Records for this exercise:
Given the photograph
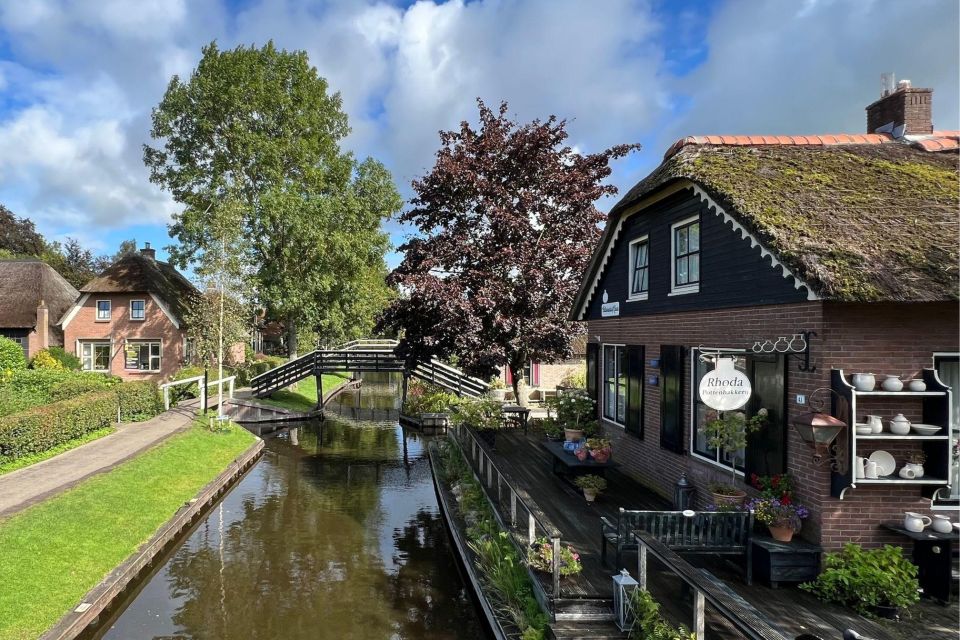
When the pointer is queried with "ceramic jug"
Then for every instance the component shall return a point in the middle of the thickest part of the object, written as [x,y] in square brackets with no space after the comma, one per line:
[941,524]
[914,521]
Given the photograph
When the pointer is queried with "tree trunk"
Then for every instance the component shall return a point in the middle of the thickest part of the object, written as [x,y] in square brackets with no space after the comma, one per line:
[291,336]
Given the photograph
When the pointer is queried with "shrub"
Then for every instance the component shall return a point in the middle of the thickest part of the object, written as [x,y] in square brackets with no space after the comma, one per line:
[41,428]
[864,579]
[11,356]
[138,400]
[68,360]
[43,360]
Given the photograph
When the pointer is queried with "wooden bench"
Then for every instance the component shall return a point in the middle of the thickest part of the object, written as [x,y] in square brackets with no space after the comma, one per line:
[714,532]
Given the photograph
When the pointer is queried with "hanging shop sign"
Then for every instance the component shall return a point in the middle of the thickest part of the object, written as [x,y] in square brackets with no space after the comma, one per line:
[725,388]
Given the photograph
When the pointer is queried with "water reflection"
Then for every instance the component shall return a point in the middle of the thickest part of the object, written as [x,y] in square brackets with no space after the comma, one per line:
[334,534]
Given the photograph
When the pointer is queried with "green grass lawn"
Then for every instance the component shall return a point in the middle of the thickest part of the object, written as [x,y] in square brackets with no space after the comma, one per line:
[53,553]
[26,461]
[302,396]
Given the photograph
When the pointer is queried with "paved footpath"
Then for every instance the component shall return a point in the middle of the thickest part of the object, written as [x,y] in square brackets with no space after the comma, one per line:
[27,486]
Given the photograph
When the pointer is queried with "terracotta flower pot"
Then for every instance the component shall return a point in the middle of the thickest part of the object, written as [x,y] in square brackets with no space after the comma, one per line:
[781,534]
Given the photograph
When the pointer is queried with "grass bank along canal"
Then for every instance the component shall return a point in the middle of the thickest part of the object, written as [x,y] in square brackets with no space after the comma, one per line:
[335,533]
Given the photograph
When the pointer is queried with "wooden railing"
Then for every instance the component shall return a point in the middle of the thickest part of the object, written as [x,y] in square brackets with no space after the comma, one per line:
[515,510]
[746,619]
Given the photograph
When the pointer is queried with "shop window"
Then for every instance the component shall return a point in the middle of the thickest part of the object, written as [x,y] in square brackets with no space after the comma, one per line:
[765,453]
[95,356]
[614,383]
[142,356]
[671,398]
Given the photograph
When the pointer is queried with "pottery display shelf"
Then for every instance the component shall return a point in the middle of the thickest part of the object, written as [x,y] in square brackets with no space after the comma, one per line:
[935,403]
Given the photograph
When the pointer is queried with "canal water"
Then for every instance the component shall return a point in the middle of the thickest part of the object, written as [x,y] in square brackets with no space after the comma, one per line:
[334,534]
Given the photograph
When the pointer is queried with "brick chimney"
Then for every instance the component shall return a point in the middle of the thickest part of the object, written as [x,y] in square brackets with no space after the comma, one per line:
[43,325]
[905,110]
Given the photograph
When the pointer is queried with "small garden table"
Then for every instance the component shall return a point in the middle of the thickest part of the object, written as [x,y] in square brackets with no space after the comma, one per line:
[776,562]
[933,555]
[566,464]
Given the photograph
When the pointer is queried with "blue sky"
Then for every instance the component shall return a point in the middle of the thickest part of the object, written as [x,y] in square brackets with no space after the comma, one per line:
[78,79]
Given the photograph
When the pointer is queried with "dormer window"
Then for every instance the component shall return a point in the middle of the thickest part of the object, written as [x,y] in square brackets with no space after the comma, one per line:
[685,245]
[639,268]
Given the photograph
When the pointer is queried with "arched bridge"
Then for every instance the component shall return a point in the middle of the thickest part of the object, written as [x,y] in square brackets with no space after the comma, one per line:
[361,356]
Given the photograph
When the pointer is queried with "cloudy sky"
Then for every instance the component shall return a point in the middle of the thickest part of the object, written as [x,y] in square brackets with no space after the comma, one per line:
[78,79]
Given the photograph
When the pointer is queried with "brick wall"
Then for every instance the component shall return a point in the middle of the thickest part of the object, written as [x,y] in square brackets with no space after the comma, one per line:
[882,338]
[121,327]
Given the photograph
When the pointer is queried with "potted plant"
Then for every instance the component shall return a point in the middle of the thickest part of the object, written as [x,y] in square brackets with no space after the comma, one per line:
[540,557]
[783,516]
[498,391]
[591,485]
[871,581]
[483,415]
[600,449]
[727,431]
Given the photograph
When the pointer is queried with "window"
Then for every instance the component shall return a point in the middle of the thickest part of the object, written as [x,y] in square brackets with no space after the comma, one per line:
[614,384]
[686,256]
[142,356]
[639,268]
[765,453]
[95,356]
[138,309]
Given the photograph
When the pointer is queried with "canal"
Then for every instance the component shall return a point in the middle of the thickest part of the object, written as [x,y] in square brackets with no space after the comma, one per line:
[335,533]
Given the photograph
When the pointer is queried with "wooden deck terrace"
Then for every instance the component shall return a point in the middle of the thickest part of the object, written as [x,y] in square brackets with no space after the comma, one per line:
[792,611]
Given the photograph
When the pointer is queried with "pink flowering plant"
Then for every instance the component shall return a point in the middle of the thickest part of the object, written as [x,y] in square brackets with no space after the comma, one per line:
[540,557]
[776,512]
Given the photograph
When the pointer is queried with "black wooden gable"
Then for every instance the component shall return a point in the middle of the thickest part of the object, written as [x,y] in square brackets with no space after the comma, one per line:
[735,270]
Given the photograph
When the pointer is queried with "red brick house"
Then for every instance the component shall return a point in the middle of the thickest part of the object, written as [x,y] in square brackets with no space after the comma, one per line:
[33,296]
[736,243]
[128,321]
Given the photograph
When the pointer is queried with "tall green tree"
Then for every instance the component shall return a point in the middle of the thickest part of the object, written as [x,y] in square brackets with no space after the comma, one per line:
[260,125]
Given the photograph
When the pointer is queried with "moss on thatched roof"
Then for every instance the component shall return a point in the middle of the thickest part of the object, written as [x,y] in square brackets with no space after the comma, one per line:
[857,222]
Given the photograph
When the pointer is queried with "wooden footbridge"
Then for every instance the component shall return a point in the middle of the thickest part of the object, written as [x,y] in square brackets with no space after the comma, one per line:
[365,356]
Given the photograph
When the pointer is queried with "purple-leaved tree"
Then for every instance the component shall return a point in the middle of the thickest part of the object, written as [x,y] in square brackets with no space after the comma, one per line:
[506,224]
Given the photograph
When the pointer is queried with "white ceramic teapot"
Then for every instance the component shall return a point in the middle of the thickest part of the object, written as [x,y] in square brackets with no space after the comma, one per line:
[915,522]
[941,524]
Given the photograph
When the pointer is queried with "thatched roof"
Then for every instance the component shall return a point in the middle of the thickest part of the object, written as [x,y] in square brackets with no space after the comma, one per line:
[857,222]
[136,273]
[23,284]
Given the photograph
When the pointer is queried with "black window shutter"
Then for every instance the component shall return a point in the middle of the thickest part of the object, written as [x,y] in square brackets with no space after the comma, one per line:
[634,364]
[767,447]
[671,398]
[593,356]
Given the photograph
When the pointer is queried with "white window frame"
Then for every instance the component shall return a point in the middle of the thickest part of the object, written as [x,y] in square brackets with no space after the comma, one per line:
[692,446]
[149,342]
[144,316]
[686,288]
[631,267]
[94,343]
[603,383]
[97,317]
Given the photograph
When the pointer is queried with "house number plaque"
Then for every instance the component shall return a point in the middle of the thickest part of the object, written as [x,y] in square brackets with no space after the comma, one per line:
[725,388]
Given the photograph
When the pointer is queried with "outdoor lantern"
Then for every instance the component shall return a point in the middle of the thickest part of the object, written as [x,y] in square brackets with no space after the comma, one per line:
[683,493]
[623,586]
[819,430]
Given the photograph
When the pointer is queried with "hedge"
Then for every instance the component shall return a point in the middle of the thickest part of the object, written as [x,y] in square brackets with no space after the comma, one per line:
[41,428]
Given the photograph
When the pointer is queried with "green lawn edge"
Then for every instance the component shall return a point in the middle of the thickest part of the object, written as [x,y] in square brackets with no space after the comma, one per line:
[53,553]
[302,396]
[26,461]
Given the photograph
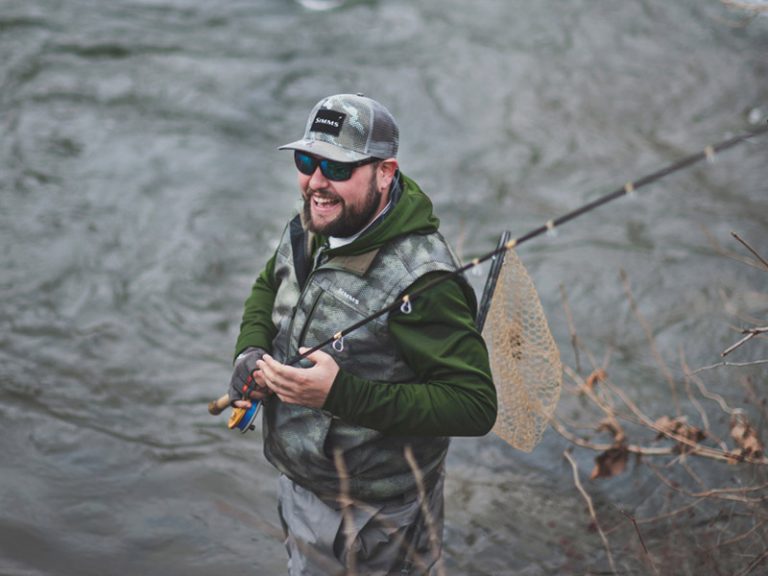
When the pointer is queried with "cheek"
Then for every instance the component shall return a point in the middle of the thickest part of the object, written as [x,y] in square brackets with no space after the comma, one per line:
[303,181]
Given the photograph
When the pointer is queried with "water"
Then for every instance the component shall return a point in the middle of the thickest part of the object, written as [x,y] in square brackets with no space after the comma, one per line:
[141,192]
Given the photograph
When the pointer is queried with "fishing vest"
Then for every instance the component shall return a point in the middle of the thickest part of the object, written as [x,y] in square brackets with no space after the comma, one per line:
[301,442]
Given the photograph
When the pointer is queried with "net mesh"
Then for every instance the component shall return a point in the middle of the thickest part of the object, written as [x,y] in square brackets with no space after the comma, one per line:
[524,358]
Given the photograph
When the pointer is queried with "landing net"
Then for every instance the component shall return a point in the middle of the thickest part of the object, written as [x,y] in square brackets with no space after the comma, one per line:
[524,358]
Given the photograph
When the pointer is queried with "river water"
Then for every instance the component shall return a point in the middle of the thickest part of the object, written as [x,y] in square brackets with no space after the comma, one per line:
[141,192]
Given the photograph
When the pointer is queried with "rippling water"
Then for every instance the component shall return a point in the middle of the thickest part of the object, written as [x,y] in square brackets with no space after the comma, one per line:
[141,191]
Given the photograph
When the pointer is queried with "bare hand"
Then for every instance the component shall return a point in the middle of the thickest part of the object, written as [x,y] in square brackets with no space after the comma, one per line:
[304,386]
[259,392]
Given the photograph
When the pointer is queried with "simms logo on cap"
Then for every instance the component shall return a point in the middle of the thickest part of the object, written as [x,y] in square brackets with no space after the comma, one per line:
[328,121]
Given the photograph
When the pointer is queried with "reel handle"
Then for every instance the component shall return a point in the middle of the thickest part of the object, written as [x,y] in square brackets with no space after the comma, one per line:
[216,407]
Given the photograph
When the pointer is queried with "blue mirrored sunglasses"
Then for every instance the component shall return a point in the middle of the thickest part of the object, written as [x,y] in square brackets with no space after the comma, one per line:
[331,169]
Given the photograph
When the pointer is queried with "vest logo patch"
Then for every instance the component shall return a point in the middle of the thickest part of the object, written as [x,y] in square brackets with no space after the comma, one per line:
[328,122]
[347,296]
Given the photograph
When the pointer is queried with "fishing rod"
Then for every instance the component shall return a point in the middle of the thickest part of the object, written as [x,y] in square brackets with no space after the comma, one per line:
[404,302]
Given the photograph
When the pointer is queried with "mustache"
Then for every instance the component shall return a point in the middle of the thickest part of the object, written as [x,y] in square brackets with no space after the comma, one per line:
[309,193]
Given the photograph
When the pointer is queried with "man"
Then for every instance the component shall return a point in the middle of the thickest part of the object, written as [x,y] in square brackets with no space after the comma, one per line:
[340,426]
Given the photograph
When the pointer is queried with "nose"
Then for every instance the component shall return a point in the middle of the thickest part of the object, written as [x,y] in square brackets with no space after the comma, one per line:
[317,181]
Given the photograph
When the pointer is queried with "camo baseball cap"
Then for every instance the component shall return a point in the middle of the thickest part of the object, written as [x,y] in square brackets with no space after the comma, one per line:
[348,128]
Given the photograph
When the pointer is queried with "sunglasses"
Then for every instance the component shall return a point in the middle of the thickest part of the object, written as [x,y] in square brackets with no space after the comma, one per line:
[331,169]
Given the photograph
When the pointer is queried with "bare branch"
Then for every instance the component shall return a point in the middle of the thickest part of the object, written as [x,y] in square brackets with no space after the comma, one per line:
[762,260]
[592,514]
[750,333]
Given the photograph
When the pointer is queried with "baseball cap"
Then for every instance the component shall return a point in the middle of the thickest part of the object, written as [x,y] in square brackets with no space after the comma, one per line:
[348,128]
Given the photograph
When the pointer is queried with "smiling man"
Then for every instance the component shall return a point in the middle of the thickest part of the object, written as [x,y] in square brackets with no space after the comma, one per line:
[404,382]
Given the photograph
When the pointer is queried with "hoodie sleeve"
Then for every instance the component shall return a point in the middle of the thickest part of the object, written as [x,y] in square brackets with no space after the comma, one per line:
[453,394]
[256,328]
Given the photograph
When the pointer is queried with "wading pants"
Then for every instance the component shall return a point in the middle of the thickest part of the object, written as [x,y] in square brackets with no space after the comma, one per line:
[392,538]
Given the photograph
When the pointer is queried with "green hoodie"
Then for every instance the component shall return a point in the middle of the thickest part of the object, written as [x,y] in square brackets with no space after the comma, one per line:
[454,394]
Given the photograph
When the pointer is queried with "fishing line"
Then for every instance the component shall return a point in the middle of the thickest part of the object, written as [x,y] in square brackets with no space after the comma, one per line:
[404,303]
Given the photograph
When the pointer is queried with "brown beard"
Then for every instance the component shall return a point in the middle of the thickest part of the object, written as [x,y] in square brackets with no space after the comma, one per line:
[351,220]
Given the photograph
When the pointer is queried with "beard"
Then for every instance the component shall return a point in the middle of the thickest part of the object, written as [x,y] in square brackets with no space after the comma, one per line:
[351,220]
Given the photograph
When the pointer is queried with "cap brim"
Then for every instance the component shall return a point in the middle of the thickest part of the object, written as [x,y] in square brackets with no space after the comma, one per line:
[325,150]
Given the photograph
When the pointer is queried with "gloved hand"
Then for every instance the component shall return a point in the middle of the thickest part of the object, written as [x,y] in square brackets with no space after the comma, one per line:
[243,380]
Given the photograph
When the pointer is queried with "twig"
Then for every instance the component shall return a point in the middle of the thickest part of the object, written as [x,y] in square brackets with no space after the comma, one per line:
[571,326]
[746,534]
[631,448]
[744,243]
[696,403]
[754,564]
[750,333]
[592,514]
[640,537]
[732,364]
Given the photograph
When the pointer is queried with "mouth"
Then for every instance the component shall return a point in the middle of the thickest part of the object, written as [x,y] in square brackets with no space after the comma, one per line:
[324,203]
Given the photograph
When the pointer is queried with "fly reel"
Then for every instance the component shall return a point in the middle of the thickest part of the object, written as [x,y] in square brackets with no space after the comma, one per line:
[242,418]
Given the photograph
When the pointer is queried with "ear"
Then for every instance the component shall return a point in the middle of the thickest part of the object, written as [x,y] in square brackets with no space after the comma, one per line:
[385,172]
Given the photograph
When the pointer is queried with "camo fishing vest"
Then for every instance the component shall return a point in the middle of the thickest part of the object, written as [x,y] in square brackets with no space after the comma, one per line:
[301,442]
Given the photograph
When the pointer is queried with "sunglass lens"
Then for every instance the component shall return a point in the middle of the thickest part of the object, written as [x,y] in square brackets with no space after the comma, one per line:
[305,163]
[336,170]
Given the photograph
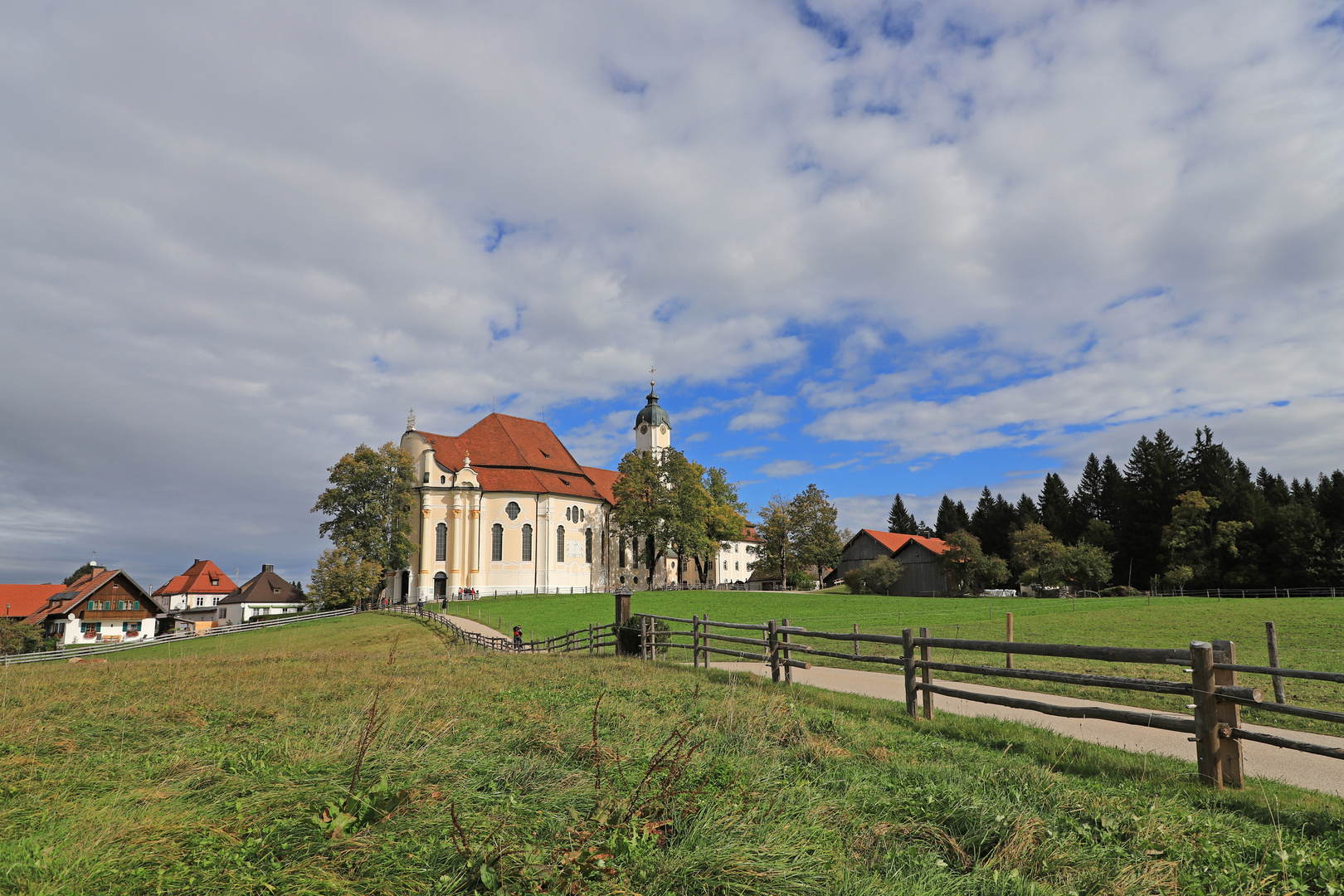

What you are asked to do:
Pick out each line in the items above that contains the string "thatched", and copy those lines in full.

Result of the task:
When the pointer is queried with "moss on thatched roof"
When the pointer is queried with "thatched roof"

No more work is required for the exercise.